= What is needed =
Using the abstract below, answer each question on its own line:
1. With which law school is the author affiliated?
2. What did the Supreme Court hold about the FAA's statutory grounds for vacatur of awards?
3. Which justice wrote the opinion for the Court?

= Article =
****

Fear of Freedom

American Review of International Arbitration, Spring 2008

U of Texas Law, Public Law Research Paper No. 139

44 Pages Posted: 15 May 2008 Last revised: 1 Jun 2010

See all articles by Alan Scott Rau

Alan Scott Rau

University of Texas at Austin - School of Law

Abstract

The Supreme Court, in a highly-anticipated decision, has recently held that the FAA's statutory grounds for vacatur of awards may not be supplemented by contract. So the illicit character of contractual provisions purporting to expand judicial review of arbitral awards is firmly established.

However, even to phrase the issue in Hall Street in terms of extended judicial review is already tendentious: For it is not even necessary to characterize in that way an agreement to subject arbitral conclusions of law to a court's second look; alternative characterizations are available which make the contractual arrangement attempted by the parties in that case quite unproblematical. In addition, the familiar, century-old assertion to the effect that expanded review would be a perversion of the goals of arbitration - contrary to its ethos, given that finality is its indispensable characteristic - although trotted out once again in Justice Souter's opinion for the Court - seems perfectly beside the point.

****

= Data provided =
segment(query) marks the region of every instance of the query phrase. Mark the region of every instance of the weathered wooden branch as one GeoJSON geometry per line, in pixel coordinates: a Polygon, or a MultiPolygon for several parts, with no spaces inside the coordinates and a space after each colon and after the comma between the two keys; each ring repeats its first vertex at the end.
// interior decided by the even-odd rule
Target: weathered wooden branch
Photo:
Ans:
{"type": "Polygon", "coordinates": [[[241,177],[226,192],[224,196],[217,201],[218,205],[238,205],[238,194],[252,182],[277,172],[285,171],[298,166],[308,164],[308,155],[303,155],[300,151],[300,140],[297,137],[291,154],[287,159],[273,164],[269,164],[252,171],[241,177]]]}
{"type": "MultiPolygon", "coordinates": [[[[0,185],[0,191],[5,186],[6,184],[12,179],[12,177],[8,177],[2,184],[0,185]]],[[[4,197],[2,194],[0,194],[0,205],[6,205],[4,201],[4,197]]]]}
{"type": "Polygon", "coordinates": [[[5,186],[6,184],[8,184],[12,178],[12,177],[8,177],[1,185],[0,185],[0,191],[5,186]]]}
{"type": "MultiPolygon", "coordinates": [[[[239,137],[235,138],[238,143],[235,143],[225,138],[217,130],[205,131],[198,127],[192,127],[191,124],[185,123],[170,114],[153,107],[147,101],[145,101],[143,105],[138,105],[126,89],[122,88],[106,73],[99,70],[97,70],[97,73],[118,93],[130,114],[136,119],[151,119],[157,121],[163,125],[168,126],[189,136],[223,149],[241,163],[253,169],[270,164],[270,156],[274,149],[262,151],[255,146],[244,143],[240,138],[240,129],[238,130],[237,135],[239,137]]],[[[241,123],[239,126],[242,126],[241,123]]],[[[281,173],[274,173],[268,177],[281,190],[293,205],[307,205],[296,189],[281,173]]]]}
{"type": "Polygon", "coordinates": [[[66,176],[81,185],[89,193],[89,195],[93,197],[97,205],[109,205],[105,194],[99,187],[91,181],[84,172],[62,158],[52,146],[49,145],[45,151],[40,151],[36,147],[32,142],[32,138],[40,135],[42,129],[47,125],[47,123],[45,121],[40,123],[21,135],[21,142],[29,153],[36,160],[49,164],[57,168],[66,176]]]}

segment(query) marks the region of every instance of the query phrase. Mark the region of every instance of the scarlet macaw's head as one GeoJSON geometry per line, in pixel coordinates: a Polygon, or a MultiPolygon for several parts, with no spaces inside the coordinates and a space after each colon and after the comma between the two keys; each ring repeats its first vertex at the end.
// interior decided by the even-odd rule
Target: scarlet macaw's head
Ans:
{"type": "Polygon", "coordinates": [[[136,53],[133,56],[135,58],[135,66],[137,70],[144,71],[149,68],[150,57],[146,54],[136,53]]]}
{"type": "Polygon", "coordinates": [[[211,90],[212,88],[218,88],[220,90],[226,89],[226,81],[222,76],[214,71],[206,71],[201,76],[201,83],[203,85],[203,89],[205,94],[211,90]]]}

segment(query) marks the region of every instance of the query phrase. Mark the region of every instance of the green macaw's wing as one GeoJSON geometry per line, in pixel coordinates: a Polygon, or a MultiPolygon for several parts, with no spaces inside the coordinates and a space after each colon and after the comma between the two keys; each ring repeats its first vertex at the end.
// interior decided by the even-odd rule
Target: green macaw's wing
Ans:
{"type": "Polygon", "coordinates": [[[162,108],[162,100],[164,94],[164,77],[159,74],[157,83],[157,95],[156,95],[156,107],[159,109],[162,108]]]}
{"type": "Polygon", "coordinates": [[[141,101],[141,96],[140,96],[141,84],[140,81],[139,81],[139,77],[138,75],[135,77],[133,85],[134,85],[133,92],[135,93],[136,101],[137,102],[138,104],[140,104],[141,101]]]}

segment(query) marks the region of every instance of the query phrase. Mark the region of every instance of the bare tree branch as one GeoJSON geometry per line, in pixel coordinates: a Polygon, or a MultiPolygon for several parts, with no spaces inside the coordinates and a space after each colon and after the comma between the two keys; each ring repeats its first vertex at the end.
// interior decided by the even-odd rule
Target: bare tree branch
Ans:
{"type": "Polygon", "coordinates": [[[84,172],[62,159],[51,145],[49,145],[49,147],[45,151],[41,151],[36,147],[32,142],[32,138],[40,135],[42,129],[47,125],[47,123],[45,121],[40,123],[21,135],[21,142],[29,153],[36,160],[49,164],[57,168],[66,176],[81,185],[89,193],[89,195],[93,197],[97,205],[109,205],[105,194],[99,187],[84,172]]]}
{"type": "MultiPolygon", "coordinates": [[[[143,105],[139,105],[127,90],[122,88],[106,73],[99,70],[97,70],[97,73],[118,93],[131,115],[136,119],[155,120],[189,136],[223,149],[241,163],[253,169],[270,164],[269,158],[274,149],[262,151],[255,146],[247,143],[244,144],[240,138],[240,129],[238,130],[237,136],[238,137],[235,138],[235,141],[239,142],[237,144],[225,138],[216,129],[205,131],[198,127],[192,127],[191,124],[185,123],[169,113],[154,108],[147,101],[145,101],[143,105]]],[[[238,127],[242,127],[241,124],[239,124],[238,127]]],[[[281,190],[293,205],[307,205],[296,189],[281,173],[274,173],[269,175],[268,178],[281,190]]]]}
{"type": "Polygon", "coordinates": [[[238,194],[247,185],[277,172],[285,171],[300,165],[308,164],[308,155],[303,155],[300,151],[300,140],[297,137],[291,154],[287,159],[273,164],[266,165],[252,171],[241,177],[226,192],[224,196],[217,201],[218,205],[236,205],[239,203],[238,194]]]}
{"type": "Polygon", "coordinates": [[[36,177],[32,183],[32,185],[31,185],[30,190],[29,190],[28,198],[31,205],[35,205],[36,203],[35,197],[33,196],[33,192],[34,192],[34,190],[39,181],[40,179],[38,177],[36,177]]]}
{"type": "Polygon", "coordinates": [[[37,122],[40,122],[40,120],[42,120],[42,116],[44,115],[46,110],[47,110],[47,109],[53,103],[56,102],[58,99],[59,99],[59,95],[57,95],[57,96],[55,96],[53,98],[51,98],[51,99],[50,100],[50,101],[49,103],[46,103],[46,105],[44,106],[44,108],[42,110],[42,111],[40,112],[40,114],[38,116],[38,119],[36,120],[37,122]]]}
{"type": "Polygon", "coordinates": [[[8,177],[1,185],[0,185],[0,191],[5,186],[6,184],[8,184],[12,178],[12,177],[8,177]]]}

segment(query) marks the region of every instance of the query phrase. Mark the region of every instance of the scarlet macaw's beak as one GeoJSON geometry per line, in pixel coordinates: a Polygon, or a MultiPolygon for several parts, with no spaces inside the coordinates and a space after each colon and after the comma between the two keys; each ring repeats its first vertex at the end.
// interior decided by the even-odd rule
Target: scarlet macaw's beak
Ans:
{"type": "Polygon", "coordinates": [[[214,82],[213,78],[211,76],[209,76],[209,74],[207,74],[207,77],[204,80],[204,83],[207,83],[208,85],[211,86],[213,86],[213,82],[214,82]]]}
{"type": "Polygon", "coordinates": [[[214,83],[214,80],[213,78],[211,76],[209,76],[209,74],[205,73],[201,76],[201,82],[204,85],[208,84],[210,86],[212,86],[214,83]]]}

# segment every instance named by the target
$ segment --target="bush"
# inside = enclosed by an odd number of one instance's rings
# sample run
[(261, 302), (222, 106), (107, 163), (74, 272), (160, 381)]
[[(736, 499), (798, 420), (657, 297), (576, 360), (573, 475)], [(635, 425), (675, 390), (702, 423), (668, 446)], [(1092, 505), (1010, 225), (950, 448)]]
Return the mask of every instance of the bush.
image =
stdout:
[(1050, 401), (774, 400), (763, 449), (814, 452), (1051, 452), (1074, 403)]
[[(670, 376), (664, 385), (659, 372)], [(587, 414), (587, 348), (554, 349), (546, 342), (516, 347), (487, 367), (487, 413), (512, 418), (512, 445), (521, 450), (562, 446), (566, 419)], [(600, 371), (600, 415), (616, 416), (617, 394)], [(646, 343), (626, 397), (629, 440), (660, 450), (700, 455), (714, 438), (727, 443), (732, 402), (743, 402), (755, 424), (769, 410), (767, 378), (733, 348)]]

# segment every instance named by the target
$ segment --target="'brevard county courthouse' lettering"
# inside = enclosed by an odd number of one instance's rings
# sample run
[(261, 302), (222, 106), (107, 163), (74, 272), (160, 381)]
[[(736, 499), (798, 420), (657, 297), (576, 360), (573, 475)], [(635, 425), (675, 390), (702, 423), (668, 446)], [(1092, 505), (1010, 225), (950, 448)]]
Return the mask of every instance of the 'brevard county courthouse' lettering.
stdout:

****

= Exercise output =
1. University of Texas at Austin - School of Law
2. They may not be supplemented by contract.
3. Justice Souter